What the exercise asks — Transcribe, word for word and without additions, each line below from the one containing "Look at the photo below. For each instance of the barbed" through the one containing "Look at the photo above. For each instance of the hoar", both ends included.

Materials provided —
[Start of Attachment]
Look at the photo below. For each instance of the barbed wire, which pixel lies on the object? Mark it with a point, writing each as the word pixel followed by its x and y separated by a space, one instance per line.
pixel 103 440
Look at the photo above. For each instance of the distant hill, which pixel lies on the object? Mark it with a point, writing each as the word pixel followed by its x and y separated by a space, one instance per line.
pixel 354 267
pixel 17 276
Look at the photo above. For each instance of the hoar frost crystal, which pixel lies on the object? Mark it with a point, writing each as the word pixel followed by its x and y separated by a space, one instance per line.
[End of Attachment]
[Start of Attachment]
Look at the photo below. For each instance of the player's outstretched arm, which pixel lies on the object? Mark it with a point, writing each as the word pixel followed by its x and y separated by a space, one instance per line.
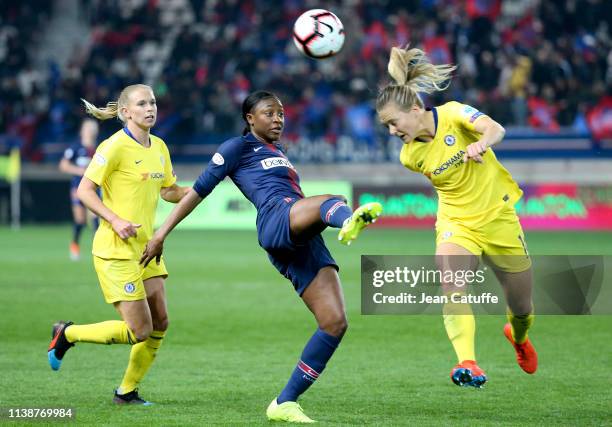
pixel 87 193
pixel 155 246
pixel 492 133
[End of Attachment]
Expected answer —
Look at the photo below. For each instance of the barbed wire, which pixel lies on the object? Mark it with a point, writing each as the word pixel followed by its x and y separated by a space, one instance per line.
pixel 103 440
Look at the photo above. For each instance of the distant hill, which pixel lies on the object? Mark it with a point, writing each as the word pixel followed by its x and y separated by a space, one instance per line.
pixel 354 267
pixel 17 276
Look at the photo above. For each instance of the hoar frost crystal, which pixel lies on the object? Mark it with a point, writing each as the word pixel followed by its x and y separated by a space, one instance per line.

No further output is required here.